## BEGIN SUPPLIED MATERIAL

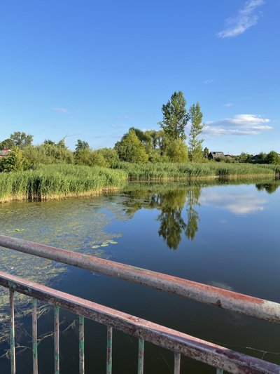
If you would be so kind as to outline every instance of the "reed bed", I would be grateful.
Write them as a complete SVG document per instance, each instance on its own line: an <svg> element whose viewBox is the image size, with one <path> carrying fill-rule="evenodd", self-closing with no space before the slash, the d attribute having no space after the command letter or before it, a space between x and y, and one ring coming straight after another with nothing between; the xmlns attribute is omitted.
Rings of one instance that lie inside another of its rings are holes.
<svg viewBox="0 0 280 374"><path fill-rule="evenodd" d="M85 196L118 189L130 181L176 181L279 175L279 166L246 163L118 163L115 169L52 164L34 170L0 173L0 203Z"/></svg>
<svg viewBox="0 0 280 374"><path fill-rule="evenodd" d="M89 196L123 185L121 170L77 165L43 165L35 170L0 173L0 202Z"/></svg>
<svg viewBox="0 0 280 374"><path fill-rule="evenodd" d="M265 167L264 167L265 166ZM132 163L121 162L116 168L125 171L130 180L180 180L188 178L237 178L250 175L274 176L274 166L248 163Z"/></svg>

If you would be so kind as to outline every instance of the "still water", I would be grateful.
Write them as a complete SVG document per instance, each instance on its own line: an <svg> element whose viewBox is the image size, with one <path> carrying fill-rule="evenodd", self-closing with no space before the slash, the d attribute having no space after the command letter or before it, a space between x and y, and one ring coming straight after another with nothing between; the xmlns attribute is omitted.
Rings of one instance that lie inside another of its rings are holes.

## END SUPPLIED MATERIAL

• TASK DESCRIPTION: Please recast the lines from the first one through the line containing "167L264 167L265 166ZM132" as a Markdown table with the columns "Row" and "Text", skipping blank lines and leaving out the pictures.

• TASK OUTPUT:
| Row | Text |
|---|---|
| 1 | If you would be so kind as to outline every instance of the "reed bed", I would be grateful. |
| 2 | Write them as a complete SVG document per instance, each instance on its own line: an <svg> element whose viewBox is the image size, with one <path> carrying fill-rule="evenodd", self-closing with no space before the slash, the d attribute having no space after the command letter or before it, a space between x and y, and one ring coming straight after another with nothing between; the xmlns attribute is omitted. |
| 3 | Rings of one instance that lie inside another of its rings are holes. |
| 4 | <svg viewBox="0 0 280 374"><path fill-rule="evenodd" d="M85 196L118 189L130 181L176 181L279 175L279 166L246 163L118 163L115 169L52 164L34 170L0 173L0 203Z"/></svg> |
| 5 | <svg viewBox="0 0 280 374"><path fill-rule="evenodd" d="M89 196L123 185L121 170L77 165L43 165L35 170L0 173L0 202Z"/></svg> |
| 6 | <svg viewBox="0 0 280 374"><path fill-rule="evenodd" d="M265 167L264 167L265 166ZM132 163L121 162L116 168L125 171L130 180L180 180L188 178L237 178L250 175L274 176L274 166L248 163Z"/></svg> |